[Collection entries]
■ ■ ■ ■

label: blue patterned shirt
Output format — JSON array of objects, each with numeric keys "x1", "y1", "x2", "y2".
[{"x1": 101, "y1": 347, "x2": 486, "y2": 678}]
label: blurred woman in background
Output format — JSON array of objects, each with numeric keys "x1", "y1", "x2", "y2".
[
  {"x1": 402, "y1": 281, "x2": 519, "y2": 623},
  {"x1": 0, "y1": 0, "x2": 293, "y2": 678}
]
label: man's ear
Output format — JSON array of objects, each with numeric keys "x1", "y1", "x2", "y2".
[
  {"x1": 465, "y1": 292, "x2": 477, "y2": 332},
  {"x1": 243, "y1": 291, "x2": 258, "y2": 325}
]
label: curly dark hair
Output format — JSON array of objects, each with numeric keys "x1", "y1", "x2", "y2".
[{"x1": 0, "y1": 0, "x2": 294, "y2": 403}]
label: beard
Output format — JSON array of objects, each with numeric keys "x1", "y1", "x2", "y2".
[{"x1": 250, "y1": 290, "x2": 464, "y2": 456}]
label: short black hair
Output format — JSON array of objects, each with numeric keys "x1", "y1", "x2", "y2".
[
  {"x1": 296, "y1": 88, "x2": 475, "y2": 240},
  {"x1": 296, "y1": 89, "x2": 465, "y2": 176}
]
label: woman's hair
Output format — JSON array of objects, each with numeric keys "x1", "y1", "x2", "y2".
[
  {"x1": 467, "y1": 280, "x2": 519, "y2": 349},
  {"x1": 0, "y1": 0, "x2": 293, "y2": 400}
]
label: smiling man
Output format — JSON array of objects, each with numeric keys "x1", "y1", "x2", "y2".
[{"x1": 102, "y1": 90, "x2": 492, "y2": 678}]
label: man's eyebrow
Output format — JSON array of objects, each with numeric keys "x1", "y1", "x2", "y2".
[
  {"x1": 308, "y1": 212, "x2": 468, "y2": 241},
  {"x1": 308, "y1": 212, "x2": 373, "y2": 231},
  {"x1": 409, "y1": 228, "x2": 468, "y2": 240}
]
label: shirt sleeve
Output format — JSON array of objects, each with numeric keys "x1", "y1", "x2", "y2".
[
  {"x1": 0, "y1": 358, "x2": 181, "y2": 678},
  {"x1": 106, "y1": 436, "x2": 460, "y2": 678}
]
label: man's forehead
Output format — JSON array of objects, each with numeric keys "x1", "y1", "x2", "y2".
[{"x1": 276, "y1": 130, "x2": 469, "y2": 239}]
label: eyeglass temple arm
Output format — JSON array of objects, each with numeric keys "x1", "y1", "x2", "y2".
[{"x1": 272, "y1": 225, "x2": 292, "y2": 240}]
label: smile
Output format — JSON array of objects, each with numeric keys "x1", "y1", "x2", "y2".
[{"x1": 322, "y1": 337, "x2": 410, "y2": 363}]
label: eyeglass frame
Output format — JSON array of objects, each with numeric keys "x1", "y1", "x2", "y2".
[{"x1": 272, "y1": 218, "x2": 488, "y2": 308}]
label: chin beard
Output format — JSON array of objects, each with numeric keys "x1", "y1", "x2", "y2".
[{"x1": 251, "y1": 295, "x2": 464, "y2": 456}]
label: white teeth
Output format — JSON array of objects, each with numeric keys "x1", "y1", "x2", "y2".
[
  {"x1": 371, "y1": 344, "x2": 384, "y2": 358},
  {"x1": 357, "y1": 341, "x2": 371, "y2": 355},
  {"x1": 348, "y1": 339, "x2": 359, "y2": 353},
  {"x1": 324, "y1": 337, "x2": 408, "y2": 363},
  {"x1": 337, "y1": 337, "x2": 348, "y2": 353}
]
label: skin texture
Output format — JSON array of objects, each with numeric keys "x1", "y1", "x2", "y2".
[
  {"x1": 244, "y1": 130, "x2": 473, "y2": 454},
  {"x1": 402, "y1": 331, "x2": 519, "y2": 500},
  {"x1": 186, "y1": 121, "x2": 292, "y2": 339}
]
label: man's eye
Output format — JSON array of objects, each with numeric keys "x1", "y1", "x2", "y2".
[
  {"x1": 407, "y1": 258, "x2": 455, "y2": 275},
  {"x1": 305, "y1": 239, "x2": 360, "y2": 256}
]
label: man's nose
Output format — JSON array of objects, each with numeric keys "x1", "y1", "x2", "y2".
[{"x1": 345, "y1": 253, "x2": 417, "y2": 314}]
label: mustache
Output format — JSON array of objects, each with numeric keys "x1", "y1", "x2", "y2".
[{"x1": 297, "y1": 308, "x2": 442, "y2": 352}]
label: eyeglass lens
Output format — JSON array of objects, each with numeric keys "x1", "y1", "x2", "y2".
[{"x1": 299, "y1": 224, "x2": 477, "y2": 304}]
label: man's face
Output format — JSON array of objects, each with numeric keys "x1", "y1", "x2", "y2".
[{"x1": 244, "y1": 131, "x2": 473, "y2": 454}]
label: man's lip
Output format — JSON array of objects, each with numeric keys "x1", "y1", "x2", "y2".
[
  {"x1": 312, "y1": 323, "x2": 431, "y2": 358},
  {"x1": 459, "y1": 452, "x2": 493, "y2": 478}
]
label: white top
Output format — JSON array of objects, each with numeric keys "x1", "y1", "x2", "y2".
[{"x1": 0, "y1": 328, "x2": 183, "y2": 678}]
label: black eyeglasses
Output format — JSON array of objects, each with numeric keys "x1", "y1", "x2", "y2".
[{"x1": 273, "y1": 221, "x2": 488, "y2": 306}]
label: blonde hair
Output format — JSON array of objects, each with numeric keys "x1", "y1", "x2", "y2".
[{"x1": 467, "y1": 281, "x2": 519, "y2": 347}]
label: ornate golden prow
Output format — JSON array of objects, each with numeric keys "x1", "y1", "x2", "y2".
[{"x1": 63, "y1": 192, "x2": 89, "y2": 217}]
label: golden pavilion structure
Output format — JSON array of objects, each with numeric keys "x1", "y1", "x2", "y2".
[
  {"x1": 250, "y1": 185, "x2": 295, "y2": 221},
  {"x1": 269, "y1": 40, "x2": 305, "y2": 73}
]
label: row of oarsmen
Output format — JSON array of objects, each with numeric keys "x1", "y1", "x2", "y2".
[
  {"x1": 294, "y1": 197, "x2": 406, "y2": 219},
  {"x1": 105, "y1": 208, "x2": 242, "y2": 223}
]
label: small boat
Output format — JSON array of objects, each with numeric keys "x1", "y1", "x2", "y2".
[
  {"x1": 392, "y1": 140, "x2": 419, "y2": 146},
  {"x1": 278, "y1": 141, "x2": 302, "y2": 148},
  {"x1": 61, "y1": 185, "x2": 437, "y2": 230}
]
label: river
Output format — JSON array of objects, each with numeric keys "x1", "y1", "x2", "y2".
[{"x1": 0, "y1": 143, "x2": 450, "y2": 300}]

■ ■ ■ ■

▶ **DIRECTIONS**
Please count the lines in the entries above that contain the word "black", and reply with that number alone.

▶ **TASK RESPONSE**
2